_Rows_.
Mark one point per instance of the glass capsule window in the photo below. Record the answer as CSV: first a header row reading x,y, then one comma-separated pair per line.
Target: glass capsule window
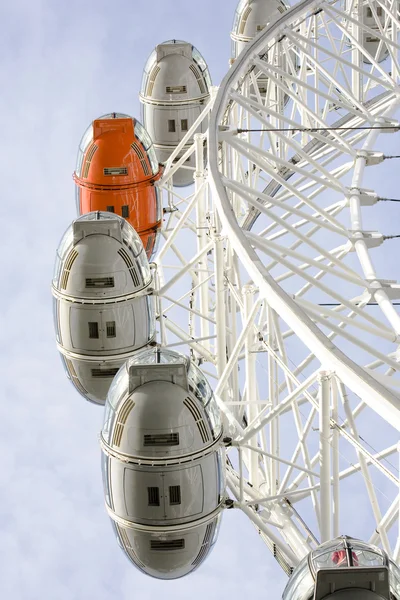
x,y
116,394
394,579
152,356
201,63
199,386
346,552
301,583
131,239
149,66
109,417
86,140
238,13
62,251
105,466
147,143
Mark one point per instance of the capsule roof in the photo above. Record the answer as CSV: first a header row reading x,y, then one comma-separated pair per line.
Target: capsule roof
x,y
181,397
175,71
168,555
340,553
101,256
115,150
251,16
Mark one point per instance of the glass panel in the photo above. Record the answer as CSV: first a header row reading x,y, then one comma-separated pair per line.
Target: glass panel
x,y
148,357
77,200
151,61
142,135
55,319
301,583
62,251
85,142
199,60
109,415
104,471
159,203
153,160
238,12
394,579
117,392
131,239
366,556
198,384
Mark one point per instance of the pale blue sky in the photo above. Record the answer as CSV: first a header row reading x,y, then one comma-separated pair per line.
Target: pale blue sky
x,y
63,64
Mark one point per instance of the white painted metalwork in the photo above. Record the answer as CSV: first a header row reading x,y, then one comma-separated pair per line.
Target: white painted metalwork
x,y
277,277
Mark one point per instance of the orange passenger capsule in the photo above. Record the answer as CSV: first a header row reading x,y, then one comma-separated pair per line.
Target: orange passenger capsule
x,y
116,171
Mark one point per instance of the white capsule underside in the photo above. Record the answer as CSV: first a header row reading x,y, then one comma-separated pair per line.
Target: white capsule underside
x,y
174,91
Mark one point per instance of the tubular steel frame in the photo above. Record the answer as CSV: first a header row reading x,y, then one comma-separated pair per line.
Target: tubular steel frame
x,y
265,277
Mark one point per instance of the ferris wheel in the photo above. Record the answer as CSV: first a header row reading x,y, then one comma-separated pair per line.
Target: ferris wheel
x,y
266,274
256,359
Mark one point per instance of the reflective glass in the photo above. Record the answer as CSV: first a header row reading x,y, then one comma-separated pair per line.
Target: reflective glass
x,y
62,251
159,203
55,319
148,357
151,61
105,461
199,60
131,238
239,10
394,579
116,533
118,389
109,414
198,384
86,140
142,135
77,200
153,160
301,583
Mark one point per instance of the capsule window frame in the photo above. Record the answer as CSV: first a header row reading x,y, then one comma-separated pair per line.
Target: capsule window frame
x,y
94,332
153,496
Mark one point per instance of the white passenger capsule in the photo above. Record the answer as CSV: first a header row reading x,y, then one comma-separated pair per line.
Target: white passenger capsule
x,y
101,311
372,15
175,88
163,463
344,569
251,17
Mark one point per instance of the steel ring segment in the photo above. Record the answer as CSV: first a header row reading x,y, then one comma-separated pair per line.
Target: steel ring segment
x,y
376,395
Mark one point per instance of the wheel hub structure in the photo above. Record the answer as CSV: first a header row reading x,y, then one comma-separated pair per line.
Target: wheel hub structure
x,y
275,273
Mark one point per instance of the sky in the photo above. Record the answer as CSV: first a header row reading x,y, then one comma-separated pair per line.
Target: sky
x,y
62,65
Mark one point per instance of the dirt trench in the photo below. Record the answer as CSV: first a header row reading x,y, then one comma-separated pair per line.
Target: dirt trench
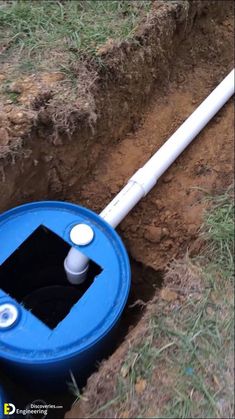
x,y
197,54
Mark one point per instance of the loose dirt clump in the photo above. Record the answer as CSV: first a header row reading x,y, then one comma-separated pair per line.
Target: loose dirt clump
x,y
82,144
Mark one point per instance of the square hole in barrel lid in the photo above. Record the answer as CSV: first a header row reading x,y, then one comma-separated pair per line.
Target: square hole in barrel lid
x,y
34,276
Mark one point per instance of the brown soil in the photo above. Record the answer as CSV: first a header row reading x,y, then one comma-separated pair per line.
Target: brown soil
x,y
146,91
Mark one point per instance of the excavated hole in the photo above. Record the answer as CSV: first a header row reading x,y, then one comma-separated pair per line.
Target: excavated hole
x,y
35,259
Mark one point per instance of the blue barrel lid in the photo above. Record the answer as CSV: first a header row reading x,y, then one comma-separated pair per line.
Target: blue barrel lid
x,y
92,317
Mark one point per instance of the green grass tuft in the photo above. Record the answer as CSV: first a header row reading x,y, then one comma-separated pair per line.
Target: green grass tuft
x,y
40,28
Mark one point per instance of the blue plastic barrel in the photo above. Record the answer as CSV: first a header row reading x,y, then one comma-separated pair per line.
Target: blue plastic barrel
x,y
59,327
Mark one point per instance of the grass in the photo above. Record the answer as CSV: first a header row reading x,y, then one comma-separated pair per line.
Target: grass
x,y
186,354
41,30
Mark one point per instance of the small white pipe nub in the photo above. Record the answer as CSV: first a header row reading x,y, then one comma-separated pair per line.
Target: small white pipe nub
x,y
76,264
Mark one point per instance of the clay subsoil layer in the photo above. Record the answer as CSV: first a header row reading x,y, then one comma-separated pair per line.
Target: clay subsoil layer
x,y
183,55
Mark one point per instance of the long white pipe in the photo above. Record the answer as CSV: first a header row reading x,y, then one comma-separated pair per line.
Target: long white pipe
x,y
76,264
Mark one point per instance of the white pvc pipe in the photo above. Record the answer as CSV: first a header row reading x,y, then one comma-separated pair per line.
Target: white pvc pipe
x,y
76,264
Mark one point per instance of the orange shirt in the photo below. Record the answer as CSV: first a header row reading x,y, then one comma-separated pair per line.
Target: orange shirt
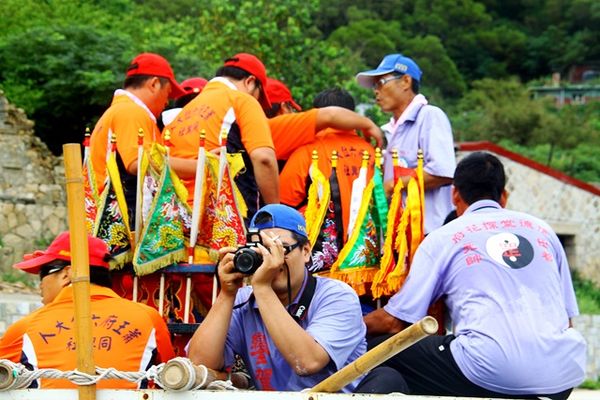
x,y
207,112
126,335
293,178
291,131
124,118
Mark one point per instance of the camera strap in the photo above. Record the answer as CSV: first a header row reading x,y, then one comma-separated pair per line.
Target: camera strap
x,y
299,310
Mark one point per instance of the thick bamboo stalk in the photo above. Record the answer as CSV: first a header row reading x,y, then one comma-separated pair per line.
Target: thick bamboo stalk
x,y
377,355
79,266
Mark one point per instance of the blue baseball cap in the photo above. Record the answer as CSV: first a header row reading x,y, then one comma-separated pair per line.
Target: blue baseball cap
x,y
390,63
281,216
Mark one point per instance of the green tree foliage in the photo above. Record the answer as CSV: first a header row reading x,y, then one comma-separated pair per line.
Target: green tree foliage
x,y
62,77
282,35
61,59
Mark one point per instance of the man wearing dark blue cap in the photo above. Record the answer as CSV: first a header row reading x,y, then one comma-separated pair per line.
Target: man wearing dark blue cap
x,y
291,329
414,125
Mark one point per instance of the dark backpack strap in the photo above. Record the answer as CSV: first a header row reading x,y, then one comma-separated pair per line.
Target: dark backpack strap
x,y
300,310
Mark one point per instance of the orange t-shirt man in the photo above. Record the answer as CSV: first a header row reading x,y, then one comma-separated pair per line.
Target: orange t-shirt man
x,y
248,132
290,131
127,336
350,147
125,116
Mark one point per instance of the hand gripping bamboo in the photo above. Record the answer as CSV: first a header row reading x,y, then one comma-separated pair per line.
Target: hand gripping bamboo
x,y
79,266
377,355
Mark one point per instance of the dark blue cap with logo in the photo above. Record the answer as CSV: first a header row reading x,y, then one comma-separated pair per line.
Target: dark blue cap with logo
x,y
281,216
392,63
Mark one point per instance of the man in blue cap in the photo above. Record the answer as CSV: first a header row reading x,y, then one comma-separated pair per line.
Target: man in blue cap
x,y
414,125
291,329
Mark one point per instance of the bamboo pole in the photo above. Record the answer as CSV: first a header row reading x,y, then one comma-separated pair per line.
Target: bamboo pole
x,y
79,266
377,355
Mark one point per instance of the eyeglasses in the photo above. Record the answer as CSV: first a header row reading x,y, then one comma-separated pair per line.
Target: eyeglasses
x,y
288,248
50,269
379,84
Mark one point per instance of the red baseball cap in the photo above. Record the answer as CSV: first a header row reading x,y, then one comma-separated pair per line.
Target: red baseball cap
x,y
155,65
60,249
279,93
254,66
193,85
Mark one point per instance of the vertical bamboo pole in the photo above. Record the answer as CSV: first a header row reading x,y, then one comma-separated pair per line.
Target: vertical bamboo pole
x,y
79,266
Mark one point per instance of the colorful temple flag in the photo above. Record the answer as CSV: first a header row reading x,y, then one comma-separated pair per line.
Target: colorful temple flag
x,y
90,190
112,220
358,261
331,237
318,200
228,226
162,241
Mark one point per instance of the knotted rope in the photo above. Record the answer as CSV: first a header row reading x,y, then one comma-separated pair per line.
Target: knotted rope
x,y
179,374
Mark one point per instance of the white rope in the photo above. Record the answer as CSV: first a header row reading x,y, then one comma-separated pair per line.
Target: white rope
x,y
23,377
221,385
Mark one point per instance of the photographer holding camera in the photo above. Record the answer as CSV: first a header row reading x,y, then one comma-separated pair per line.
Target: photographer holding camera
x,y
291,329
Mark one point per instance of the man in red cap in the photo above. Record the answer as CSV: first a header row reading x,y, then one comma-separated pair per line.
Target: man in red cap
x,y
232,102
192,88
291,130
126,335
148,86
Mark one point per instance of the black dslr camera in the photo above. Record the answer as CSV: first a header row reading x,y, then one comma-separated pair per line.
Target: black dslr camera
x,y
246,260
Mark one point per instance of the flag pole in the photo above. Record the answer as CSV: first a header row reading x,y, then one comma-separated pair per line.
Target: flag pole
x,y
222,161
80,266
358,188
138,205
196,218
161,289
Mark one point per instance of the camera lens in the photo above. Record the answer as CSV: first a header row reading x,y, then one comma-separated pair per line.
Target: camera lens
x,y
247,261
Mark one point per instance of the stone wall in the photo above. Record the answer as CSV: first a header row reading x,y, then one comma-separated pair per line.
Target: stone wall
x,y
572,212
589,326
32,198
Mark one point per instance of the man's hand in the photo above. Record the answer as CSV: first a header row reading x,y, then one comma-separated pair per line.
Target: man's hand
x,y
373,132
379,322
273,259
230,279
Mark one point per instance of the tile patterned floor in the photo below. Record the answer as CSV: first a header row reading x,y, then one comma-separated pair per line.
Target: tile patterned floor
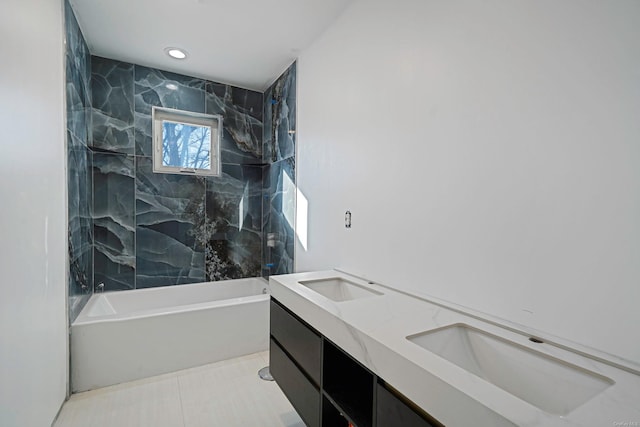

_Exercise requirements_.
Please count the lines in the records above that contain the word "foliage", treating uppercase and lowercase letters as different, and give only the number.

_Correct result_.
2